## start EXERCISE DATA

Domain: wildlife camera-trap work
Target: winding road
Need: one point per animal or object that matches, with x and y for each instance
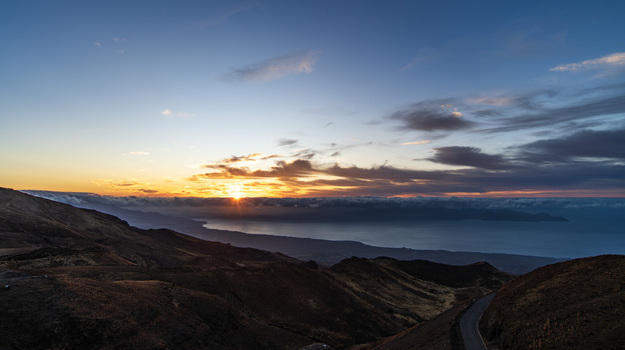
(469, 324)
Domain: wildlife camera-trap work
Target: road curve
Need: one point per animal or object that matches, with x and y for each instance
(469, 324)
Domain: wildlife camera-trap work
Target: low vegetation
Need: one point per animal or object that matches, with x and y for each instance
(578, 304)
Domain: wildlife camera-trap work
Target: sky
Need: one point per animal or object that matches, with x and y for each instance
(313, 98)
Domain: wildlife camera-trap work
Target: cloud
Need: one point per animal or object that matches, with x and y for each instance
(549, 117)
(583, 144)
(287, 142)
(225, 15)
(182, 115)
(139, 153)
(274, 68)
(431, 116)
(416, 142)
(609, 61)
(469, 156)
(282, 169)
(249, 157)
(302, 177)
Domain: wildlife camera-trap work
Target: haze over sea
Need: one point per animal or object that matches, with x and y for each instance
(553, 227)
(582, 235)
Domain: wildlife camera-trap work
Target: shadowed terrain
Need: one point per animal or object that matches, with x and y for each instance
(78, 278)
(578, 304)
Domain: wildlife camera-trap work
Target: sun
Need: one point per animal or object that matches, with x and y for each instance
(236, 191)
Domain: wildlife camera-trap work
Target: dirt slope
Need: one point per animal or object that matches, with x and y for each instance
(81, 279)
(579, 304)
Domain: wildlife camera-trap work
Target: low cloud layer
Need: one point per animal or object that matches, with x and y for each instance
(274, 68)
(613, 60)
(431, 116)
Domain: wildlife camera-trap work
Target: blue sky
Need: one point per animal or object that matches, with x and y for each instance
(313, 98)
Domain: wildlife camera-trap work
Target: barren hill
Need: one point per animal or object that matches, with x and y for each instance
(82, 279)
(578, 304)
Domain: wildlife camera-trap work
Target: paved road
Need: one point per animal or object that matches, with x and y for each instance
(469, 324)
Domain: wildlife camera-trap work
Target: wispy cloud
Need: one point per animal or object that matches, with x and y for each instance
(416, 143)
(437, 115)
(469, 156)
(274, 68)
(225, 15)
(613, 60)
(183, 115)
(287, 142)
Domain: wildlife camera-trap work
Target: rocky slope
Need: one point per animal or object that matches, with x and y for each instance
(579, 304)
(77, 278)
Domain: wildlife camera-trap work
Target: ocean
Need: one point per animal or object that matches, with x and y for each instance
(587, 233)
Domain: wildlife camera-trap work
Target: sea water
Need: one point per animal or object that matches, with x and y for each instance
(582, 235)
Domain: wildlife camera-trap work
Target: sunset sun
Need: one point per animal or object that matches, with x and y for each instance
(236, 191)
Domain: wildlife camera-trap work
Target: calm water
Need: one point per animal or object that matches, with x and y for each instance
(583, 235)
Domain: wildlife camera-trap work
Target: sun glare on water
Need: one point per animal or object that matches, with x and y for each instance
(236, 191)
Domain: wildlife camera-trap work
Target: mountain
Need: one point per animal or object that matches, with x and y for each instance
(578, 304)
(77, 278)
(177, 214)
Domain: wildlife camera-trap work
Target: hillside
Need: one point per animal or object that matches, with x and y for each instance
(78, 278)
(578, 304)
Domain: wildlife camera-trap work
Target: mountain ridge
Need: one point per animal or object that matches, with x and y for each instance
(92, 281)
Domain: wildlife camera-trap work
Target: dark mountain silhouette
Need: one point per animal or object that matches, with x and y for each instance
(324, 252)
(578, 304)
(76, 278)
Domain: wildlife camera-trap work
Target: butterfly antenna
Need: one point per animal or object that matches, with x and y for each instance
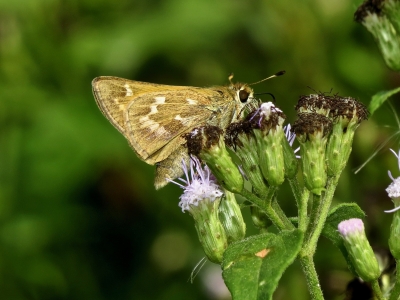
(230, 78)
(273, 76)
(197, 269)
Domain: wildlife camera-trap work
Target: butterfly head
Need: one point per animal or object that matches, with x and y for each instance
(243, 93)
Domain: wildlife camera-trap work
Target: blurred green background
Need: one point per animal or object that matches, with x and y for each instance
(79, 216)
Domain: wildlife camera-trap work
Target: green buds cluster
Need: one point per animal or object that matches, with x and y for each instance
(208, 144)
(231, 218)
(209, 228)
(312, 132)
(240, 139)
(325, 130)
(267, 123)
(346, 114)
(202, 198)
(258, 141)
(359, 249)
(382, 20)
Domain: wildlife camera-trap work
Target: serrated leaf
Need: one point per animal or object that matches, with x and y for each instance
(252, 267)
(338, 214)
(380, 98)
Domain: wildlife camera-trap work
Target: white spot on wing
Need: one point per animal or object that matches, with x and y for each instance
(153, 109)
(159, 100)
(128, 90)
(191, 102)
(184, 121)
(160, 131)
(146, 122)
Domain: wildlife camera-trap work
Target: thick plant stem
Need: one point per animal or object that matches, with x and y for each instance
(395, 293)
(314, 287)
(282, 222)
(319, 214)
(377, 290)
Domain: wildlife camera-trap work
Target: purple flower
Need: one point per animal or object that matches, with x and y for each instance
(393, 189)
(199, 185)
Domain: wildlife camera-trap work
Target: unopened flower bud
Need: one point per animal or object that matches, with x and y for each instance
(312, 132)
(240, 138)
(259, 218)
(289, 156)
(201, 198)
(207, 143)
(346, 114)
(360, 252)
(267, 127)
(382, 21)
(231, 218)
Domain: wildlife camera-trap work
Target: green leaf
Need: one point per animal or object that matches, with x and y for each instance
(252, 267)
(338, 214)
(379, 98)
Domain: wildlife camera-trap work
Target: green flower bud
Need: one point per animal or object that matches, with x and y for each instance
(260, 219)
(201, 198)
(312, 132)
(240, 138)
(231, 218)
(382, 21)
(207, 143)
(392, 9)
(360, 252)
(267, 123)
(346, 115)
(289, 156)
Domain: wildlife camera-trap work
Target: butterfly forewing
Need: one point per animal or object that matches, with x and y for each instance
(153, 117)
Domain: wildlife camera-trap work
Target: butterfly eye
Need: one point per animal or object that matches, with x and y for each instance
(243, 96)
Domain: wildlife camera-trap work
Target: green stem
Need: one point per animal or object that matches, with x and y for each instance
(319, 214)
(302, 208)
(265, 205)
(278, 210)
(294, 185)
(395, 293)
(377, 290)
(314, 287)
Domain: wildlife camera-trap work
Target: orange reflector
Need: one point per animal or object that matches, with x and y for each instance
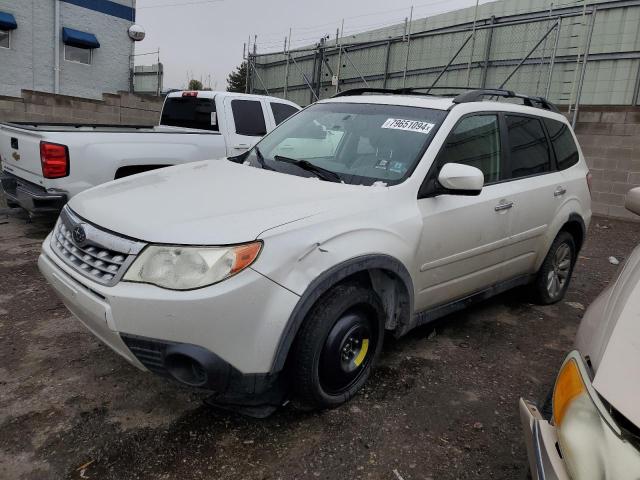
(245, 255)
(569, 385)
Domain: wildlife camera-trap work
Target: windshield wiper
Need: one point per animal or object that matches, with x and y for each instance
(261, 160)
(321, 173)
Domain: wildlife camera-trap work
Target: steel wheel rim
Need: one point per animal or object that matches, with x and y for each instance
(558, 276)
(347, 352)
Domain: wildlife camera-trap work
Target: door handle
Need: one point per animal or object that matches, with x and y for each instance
(503, 206)
(559, 192)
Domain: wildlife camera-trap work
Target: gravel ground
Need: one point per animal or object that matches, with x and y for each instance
(441, 405)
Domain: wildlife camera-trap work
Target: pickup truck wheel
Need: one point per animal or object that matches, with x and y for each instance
(337, 346)
(554, 275)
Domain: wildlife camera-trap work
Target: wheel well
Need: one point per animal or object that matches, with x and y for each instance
(390, 288)
(387, 276)
(576, 230)
(129, 170)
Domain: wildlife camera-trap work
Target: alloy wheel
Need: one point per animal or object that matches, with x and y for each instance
(347, 352)
(558, 276)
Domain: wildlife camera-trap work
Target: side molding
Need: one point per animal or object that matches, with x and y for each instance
(324, 282)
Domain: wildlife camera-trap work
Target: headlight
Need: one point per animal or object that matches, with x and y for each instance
(590, 441)
(186, 268)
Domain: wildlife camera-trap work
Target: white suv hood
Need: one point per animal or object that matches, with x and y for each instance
(609, 335)
(207, 203)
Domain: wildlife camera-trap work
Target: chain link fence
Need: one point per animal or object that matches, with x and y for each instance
(579, 54)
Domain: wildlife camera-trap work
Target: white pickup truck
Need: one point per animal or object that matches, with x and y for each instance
(44, 165)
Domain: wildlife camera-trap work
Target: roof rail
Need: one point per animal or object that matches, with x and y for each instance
(530, 101)
(470, 95)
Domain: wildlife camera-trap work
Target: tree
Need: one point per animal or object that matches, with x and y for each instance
(237, 80)
(194, 84)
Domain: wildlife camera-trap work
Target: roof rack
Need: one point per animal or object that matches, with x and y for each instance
(470, 95)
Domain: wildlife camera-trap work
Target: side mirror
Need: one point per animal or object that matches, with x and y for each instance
(458, 179)
(633, 200)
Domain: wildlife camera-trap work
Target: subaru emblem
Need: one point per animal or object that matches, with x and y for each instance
(78, 234)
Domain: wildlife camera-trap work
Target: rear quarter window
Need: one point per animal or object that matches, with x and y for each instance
(563, 143)
(249, 118)
(190, 112)
(529, 149)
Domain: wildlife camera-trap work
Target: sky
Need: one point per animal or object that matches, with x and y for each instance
(204, 39)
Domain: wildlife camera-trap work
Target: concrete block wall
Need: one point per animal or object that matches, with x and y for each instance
(610, 140)
(122, 108)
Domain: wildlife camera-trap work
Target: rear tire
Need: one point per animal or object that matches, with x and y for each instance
(554, 276)
(337, 346)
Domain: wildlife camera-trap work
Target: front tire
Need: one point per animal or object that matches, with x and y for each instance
(337, 346)
(554, 275)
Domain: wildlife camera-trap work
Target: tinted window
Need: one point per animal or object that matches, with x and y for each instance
(4, 39)
(475, 141)
(78, 55)
(563, 143)
(529, 147)
(282, 111)
(248, 117)
(190, 112)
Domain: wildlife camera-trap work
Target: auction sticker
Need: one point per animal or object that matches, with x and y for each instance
(408, 125)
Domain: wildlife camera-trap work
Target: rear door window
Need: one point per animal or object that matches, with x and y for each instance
(563, 144)
(190, 112)
(282, 111)
(249, 118)
(475, 141)
(529, 149)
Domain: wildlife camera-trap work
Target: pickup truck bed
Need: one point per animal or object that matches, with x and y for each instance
(43, 165)
(126, 150)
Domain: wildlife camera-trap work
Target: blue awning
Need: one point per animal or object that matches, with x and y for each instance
(7, 21)
(79, 39)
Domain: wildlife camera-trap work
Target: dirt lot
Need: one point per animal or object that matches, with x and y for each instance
(438, 407)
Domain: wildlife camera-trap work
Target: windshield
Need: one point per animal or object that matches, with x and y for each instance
(349, 142)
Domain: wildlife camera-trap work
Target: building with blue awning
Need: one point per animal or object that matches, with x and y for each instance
(71, 47)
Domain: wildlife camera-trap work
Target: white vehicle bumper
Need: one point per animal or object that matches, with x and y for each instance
(233, 326)
(541, 440)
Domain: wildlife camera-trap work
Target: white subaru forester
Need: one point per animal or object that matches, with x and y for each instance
(279, 272)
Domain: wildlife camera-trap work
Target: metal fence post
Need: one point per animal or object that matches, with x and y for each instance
(386, 65)
(406, 60)
(339, 67)
(636, 90)
(584, 65)
(487, 52)
(304, 77)
(473, 42)
(552, 61)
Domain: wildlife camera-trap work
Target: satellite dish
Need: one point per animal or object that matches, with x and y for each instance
(136, 33)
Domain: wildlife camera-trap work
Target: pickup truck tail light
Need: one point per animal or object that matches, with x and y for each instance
(55, 160)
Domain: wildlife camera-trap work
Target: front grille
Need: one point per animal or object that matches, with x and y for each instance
(95, 253)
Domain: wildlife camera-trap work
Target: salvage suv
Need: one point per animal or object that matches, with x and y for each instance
(280, 271)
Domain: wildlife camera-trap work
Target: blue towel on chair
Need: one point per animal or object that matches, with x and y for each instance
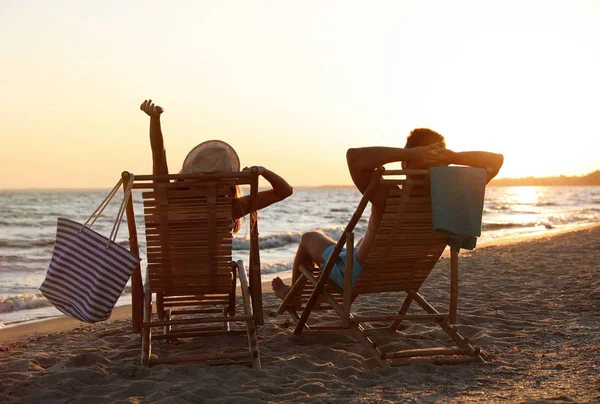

## end EXERCISE DATA

GIVEN TASK:
Gather every line of the listing above that contains the string "pickup", treating case as significant.

IN RESPONSE:
Target: pickup truck wheel
Target: white pickup truck
Target: pickup truck bed
Target: pickup truck tail light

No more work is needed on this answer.